EXTRACT
William Z. Foster, yesteryear's fighting CPUSA National Chairman and lead organizer of 1919's Great Steel Strike, wrote eloquently in History of the Communist Party of the United States:

"Marxism-Leninism made its impact upon the American left Socialist movement not only by means of the practical example of the Russian Revolution and Lenin's major writings, but also by direct counsel from Lenin himself. Lenin knew the American situation profoundly and was deeply interested in it. He wrote a basic work on American agriculture, and twice he sent major political letters directly to the American working class - once, in 1916, in answer to a manifesto of the Socialist Propaganda League, and the second time in 1918, in his famous Letter to American Workers. Also, during the early years of the Communist International, Lenin often spoke about the 'American question.'

"The initial influence of Marxism-Leninism on American Marxist thinking was tremendous. Lenin provided the basic answers to many complicated problems of theory and practice which for decades past had confused and crippled the American Socialist movement. This clarification, besides acting with crushing effect upon the right-wing sophistries, also tended to liquidate the traditional sectarian errors of the left wing. Lenin exposed the De Leonite theories, syndicalist and sectarian, which had plagued and dominated the left wing ever since the death of Engels almost a quarter of a century earlier. Lenin provided a solid theoretical basis for the left's fight against Gompersism in the trade unions, and he also refuted the pseudo-Socialist pretenses of all sections of right-wing Social-Democracy - including its Bernsteinian and Kautskyan varieties. This had a clarifying and strengthening effect upon the American Marxist movement.

(Stored dataset items)
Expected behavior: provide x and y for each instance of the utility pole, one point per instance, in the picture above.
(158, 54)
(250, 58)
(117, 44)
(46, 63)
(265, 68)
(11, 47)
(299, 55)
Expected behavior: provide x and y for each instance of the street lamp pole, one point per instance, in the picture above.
---
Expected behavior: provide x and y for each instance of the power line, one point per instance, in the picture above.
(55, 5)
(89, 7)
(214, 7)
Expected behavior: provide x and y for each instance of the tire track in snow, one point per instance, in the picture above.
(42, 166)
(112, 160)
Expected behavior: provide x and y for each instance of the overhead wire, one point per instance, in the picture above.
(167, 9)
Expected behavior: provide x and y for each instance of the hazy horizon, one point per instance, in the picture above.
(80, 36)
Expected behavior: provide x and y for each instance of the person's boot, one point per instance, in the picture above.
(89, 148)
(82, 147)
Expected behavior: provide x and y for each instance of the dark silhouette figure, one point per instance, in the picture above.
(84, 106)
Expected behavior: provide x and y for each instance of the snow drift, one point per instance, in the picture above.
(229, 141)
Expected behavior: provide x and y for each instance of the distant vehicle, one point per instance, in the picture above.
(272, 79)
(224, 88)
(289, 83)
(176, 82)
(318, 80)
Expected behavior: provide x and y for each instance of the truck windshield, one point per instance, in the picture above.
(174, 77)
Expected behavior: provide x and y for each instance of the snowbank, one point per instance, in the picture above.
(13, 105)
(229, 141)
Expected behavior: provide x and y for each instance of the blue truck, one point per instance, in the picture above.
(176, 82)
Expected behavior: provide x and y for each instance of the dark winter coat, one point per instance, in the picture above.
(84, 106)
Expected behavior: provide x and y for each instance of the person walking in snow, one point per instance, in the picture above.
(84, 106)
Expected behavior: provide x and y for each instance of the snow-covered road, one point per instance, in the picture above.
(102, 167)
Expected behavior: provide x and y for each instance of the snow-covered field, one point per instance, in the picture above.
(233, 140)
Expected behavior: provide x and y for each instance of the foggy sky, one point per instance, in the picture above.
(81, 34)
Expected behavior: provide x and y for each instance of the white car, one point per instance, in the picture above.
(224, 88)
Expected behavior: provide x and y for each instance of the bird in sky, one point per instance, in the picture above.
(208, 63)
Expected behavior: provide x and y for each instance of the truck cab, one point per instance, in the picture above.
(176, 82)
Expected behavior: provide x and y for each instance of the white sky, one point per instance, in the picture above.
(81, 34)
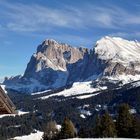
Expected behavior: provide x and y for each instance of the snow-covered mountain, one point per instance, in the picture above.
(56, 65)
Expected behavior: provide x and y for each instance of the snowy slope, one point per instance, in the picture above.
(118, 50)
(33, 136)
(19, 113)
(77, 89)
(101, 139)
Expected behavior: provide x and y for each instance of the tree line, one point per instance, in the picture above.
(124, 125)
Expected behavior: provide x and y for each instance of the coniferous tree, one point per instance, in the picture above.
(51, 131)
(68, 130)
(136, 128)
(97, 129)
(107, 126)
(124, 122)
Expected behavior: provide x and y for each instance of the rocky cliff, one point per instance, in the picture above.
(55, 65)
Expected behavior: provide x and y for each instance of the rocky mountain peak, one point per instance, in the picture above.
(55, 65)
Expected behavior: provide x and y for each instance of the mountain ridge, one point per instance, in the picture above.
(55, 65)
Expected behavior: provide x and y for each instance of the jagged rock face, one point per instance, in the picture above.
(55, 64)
--
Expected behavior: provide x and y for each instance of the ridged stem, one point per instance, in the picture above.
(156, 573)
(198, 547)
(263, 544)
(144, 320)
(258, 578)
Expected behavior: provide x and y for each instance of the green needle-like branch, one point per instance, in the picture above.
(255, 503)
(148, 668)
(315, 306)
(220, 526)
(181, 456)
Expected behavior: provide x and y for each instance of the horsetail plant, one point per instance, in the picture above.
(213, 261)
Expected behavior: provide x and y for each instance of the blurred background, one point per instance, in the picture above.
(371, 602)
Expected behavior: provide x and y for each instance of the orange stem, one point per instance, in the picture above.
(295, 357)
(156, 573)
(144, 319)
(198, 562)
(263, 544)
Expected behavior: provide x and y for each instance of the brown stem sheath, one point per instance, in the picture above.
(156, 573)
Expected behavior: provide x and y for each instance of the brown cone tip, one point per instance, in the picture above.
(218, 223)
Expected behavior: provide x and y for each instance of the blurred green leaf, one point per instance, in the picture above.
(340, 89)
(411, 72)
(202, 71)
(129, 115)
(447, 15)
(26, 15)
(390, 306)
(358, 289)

TASK SET
• a. In the Foster excerpt, what year did Lenin send his Letter to American Workers?
• b. According to the Foster excerpt, what were the means by which Marxism-Leninism made its impact on the American left Socialist movement? List them all.
This material has no role in the work here.

SOLUTIONS PER TASK
• a. 1918

• b.
- The practical example of the Russian Revolution
- Lenin's major writings
- Direct counsel from Lenin himself